Excerpted text:
[start]

Case faculty members Ramani Pilla and Catherine Loader from statistics and Cyrus Taylor from physics report their findings in the article, "A New Technique for Finding Needles in Haystacks: A Geometric Approach to Distinguishing between a New Source and Random Fluctuations," December 2, in the journal, Physical Review Letters.

"As haystacks of information grow ever larger--and the needles ever smaller--the search for a signal becomes increasingly difficult to find using traditional approaches. There is a need for sophisticated new statistical methods," the researchers report.



Researchers working with large amounts of data encounter the fundamental problem of determining a real signal from random variation in the data. In many practical problems, a suspected signal may only be a small blip in a noisy experimental background.

The Case team discovered a technique that is built on the principle of comparing a set of summary characteristics for any sub region of the observations with the background variation. From these characteristics, attempts are made to find small regions that appear significantly different from the background--a difference that cannot simply be attributed to random chance.

[end]

Required tasks:
• A. Name every Case faculty member mentioned in the excerpt about finding signals in noisy data.
• B. Rewrite the listing lines as a Markdown table with columns Row and Line, starting at the line containing "the leafy foliage." and ending at the line containing "column 559, row 83".

Recorded information:
[start]

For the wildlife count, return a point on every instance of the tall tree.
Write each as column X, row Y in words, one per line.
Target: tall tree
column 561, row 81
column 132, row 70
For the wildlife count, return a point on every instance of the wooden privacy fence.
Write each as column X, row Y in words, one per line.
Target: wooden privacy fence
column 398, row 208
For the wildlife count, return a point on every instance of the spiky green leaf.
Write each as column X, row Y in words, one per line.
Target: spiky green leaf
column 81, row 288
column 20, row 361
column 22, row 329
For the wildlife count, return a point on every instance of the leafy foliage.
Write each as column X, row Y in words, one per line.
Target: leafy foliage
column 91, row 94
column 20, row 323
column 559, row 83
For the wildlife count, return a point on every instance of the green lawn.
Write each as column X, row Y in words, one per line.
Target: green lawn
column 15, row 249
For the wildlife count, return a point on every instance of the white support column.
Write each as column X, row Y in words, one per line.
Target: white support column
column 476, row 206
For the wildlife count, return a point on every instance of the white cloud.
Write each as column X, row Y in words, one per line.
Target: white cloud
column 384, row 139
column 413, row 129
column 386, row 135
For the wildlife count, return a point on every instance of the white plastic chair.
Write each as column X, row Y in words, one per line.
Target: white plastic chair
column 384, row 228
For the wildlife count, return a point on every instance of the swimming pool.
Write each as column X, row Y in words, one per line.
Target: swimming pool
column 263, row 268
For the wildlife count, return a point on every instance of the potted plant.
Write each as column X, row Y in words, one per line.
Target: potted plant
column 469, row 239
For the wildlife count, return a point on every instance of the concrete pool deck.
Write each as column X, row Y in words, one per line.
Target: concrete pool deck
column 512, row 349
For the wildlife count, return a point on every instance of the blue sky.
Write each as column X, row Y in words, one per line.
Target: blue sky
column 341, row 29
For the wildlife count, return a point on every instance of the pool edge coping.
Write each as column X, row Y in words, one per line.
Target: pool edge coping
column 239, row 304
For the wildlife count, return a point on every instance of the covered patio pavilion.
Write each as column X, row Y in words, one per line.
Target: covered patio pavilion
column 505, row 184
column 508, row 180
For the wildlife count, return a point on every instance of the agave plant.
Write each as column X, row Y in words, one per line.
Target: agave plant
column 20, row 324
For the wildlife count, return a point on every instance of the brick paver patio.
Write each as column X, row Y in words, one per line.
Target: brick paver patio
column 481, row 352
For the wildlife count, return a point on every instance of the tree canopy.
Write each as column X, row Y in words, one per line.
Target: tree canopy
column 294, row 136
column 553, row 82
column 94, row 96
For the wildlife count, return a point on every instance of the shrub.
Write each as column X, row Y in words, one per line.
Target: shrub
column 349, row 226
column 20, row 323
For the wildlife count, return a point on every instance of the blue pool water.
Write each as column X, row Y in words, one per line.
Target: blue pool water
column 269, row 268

[end]
[start]

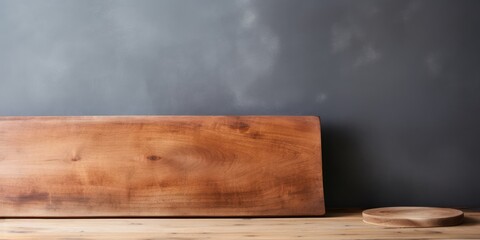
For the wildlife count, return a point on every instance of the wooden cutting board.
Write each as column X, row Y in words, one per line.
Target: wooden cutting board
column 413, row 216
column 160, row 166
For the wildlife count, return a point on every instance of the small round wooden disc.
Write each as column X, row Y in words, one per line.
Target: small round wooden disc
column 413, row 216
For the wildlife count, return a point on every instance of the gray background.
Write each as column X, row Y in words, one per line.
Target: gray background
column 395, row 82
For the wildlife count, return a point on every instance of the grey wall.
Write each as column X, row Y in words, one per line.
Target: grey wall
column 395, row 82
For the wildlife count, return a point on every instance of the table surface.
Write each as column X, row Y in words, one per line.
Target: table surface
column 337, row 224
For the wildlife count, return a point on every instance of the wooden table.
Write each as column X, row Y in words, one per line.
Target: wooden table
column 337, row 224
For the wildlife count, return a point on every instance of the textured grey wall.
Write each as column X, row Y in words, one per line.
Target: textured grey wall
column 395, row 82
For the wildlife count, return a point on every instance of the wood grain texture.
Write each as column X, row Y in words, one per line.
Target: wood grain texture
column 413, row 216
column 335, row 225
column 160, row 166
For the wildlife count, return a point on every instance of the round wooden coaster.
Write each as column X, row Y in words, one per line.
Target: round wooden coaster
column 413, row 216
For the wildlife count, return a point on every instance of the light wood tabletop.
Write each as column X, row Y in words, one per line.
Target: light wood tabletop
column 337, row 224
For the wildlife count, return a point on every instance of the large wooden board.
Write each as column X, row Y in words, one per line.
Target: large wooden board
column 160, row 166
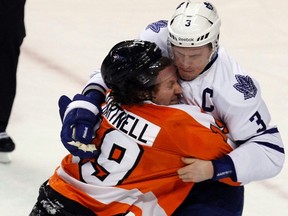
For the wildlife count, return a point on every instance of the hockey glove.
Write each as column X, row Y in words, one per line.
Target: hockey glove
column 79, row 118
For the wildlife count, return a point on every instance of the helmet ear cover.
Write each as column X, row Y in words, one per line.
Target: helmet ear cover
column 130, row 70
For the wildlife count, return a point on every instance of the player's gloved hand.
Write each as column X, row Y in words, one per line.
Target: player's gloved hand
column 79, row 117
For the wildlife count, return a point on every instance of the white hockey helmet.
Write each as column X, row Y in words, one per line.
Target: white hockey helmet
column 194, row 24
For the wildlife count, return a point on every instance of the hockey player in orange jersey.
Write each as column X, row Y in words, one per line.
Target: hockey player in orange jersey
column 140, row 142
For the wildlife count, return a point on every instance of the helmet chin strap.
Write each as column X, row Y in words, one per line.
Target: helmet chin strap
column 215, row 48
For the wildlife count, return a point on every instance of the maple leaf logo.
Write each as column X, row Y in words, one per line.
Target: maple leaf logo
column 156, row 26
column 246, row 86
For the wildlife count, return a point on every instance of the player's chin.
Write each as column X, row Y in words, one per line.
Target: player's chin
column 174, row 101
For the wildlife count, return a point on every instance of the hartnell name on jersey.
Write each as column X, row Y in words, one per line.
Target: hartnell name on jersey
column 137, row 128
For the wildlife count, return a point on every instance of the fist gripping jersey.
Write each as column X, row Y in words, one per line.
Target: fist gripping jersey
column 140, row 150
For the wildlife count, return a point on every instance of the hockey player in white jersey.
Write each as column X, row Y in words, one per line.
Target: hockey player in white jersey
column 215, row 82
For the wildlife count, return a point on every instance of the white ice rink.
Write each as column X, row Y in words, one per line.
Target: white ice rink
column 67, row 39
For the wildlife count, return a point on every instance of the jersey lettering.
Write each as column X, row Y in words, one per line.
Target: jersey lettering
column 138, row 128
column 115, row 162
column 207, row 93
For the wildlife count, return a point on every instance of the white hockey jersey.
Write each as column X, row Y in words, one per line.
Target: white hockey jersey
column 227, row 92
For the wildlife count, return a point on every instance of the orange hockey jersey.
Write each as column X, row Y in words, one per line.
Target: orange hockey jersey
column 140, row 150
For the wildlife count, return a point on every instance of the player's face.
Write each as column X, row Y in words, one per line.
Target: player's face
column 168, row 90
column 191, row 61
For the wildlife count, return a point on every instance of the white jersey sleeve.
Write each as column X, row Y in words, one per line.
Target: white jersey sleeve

[end]

Outputs for the tasks:
• A.
Ramani Pilla
Catherine Loader
Cyrus Taylor

• B.
| Row | Line |
|---|---|
| 1 | For the wildlife count, return a point on every instance of the leafy foliage. |
| 2 | Write each as column X, row Y in words, one per line. |
| 3 | Target: leafy foliage |
| 4 | column 91, row 94 |
| 5 | column 20, row 323 |
| 6 | column 559, row 83 |